Data listing
^^^^^^^^

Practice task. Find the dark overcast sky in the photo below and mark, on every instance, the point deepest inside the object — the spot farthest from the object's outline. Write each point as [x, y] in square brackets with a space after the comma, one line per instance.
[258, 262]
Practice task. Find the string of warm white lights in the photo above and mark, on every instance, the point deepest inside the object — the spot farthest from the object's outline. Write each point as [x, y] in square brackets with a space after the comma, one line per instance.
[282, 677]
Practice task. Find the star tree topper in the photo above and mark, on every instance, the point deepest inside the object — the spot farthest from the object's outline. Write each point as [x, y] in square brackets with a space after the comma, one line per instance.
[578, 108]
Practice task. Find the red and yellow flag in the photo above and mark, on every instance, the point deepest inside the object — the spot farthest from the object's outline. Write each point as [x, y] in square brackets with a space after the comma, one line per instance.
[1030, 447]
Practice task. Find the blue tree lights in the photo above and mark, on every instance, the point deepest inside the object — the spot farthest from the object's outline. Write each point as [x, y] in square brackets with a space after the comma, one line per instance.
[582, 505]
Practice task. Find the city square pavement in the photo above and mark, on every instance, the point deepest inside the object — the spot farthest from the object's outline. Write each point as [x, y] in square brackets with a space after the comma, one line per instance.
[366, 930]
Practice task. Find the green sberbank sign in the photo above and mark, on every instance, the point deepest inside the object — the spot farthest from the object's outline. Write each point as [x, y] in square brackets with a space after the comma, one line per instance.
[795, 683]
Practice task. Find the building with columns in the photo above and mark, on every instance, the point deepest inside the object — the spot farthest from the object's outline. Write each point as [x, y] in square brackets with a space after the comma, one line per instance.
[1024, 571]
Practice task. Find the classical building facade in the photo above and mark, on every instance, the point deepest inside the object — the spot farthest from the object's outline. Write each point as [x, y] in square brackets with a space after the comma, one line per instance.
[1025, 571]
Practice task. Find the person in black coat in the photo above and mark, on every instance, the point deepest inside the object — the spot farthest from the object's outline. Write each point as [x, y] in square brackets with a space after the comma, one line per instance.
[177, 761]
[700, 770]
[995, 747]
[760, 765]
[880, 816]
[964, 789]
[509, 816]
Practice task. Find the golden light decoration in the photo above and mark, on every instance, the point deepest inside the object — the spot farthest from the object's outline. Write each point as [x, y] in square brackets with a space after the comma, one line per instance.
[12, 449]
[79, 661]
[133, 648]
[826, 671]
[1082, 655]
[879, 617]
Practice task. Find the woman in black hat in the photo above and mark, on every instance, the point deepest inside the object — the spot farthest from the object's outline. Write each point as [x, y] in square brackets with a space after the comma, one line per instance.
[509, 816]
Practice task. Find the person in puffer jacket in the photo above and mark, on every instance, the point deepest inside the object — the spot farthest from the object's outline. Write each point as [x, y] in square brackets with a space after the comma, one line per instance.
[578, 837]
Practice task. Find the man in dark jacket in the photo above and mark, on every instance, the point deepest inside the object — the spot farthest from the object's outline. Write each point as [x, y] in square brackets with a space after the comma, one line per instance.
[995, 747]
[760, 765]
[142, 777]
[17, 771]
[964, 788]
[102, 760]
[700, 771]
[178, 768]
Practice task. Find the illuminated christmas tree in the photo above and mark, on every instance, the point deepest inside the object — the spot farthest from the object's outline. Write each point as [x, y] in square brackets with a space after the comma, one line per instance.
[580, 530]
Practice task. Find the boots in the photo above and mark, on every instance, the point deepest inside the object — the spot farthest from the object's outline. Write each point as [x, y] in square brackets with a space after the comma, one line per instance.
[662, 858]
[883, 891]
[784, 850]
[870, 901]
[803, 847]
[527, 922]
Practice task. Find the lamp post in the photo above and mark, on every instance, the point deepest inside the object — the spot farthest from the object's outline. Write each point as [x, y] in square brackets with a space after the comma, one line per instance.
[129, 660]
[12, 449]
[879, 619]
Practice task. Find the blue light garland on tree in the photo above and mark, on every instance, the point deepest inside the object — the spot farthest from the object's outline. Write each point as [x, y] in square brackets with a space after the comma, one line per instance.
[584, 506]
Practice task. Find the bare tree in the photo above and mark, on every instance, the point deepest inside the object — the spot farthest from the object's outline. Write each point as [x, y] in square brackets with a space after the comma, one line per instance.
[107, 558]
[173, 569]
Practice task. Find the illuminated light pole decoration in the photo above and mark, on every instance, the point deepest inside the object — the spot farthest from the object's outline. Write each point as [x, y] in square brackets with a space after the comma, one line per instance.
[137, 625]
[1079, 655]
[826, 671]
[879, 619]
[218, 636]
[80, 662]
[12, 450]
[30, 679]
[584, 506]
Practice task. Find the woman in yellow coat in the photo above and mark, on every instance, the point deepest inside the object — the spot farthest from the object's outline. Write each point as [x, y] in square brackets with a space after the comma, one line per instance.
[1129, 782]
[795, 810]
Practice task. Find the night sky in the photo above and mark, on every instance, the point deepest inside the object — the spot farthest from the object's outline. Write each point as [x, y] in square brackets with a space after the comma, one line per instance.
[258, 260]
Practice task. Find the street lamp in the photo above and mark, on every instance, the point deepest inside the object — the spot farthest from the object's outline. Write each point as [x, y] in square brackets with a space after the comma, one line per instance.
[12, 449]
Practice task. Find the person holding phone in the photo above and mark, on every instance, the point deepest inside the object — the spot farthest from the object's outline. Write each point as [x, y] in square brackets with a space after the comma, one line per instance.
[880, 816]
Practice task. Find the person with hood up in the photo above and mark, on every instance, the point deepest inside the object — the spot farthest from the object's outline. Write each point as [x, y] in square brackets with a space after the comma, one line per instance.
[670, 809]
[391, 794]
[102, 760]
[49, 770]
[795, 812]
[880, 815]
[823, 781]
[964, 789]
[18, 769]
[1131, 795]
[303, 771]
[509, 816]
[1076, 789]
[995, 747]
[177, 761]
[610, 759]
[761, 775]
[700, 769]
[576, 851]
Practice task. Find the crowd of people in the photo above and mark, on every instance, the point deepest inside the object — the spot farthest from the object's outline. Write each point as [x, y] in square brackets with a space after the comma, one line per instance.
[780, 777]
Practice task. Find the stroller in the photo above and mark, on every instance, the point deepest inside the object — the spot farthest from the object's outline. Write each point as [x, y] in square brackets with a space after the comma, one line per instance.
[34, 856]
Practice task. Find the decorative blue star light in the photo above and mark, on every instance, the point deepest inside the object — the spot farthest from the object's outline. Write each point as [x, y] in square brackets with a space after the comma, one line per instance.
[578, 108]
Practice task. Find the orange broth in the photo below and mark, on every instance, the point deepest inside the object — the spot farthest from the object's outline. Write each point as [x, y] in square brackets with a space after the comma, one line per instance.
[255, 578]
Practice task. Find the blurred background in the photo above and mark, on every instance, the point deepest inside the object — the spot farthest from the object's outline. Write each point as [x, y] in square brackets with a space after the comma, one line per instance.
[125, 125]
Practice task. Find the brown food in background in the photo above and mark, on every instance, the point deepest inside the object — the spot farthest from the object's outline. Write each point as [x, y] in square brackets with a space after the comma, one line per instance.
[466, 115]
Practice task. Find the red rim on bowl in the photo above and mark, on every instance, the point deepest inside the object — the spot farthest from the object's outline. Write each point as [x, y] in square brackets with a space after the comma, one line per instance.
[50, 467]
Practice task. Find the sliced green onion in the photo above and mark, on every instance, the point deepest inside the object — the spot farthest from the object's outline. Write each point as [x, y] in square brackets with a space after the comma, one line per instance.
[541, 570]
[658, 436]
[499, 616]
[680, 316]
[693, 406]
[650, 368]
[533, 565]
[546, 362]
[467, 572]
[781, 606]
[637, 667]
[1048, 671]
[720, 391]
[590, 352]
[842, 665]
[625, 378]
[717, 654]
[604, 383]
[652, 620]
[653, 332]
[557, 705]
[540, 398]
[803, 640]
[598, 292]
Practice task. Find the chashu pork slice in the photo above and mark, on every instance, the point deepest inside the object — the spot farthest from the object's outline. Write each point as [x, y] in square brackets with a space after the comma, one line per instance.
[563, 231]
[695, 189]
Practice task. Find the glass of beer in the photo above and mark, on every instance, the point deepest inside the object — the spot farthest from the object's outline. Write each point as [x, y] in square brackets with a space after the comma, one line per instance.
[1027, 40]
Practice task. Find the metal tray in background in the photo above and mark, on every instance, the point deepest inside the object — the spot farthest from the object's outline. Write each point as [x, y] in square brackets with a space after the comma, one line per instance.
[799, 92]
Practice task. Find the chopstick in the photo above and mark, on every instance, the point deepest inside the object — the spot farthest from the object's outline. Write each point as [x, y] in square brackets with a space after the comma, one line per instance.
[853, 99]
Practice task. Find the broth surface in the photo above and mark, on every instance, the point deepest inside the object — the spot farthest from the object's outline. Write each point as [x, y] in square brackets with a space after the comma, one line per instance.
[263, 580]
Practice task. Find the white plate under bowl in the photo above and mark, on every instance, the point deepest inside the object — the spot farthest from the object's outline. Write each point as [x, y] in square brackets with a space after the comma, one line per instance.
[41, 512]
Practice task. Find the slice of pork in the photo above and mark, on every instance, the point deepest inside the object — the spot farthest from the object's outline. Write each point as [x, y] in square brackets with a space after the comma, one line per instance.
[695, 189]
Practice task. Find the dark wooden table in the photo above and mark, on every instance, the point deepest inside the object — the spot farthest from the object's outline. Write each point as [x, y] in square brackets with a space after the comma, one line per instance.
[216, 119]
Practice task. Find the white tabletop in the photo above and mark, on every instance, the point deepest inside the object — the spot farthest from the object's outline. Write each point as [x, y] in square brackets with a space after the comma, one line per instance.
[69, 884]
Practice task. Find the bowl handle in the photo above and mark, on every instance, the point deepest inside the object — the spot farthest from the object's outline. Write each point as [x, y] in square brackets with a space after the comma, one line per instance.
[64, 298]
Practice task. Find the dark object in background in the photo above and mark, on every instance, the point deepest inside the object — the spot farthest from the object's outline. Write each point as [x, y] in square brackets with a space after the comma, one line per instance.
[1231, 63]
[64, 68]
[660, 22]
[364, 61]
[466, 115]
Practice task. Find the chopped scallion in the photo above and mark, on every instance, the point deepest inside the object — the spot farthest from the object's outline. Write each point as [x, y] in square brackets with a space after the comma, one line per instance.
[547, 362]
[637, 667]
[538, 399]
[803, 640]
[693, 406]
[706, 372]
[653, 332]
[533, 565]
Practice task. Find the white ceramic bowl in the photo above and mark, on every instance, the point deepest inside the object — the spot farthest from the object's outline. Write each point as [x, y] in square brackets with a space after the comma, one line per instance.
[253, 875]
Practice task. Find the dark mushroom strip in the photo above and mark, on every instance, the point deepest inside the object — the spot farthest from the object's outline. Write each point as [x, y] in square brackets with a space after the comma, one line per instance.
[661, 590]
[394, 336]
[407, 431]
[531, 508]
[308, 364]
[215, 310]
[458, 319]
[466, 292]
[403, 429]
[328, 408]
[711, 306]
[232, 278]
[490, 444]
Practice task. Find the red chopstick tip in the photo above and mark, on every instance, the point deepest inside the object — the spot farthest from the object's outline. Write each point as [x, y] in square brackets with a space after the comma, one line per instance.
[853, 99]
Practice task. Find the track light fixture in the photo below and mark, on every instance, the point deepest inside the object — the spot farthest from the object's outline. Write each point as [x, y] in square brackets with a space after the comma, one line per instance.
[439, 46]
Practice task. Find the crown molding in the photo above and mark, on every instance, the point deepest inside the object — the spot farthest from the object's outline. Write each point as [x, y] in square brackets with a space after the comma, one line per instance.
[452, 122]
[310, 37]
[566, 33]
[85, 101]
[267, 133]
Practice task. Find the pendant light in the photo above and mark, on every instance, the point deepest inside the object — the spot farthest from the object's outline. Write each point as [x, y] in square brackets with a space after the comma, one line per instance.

^^^^^^^^

Return, word for word, the lines of the records from the first line up to and including the line that contains "[1030, 447]".

Task solution:
Practice task. Find the dark overcast sky in the photo below and mark, on every instance, the point deepest inside the object — the spot farthest from the object's outline. Write each point as [x, y] in square brackets with a space after the comma, one line per instance.
[258, 262]
Practice task. Find the string of warm white lights in the photo above and mark, on every instance, the point deepest inside the object — the spot farthest from the object's outline. Write each point as [x, y] in square brackets with a space after the comma, one line per instance.
[282, 677]
Practice task. Find the star tree topper in the photo above and mark, on every instance, the point deepest inside the object — the spot farthest from the object's outline. Write each point as [x, y] in square brackets with a space after the comma, one line per instance.
[578, 108]
Practice task. Find the red and yellow flag in the photo above and mark, on every instance, the point deepest inside the object — the spot farthest from the object's outline. Write each point as [x, y] in square brackets with a space after the comma, one line per instance.
[1030, 447]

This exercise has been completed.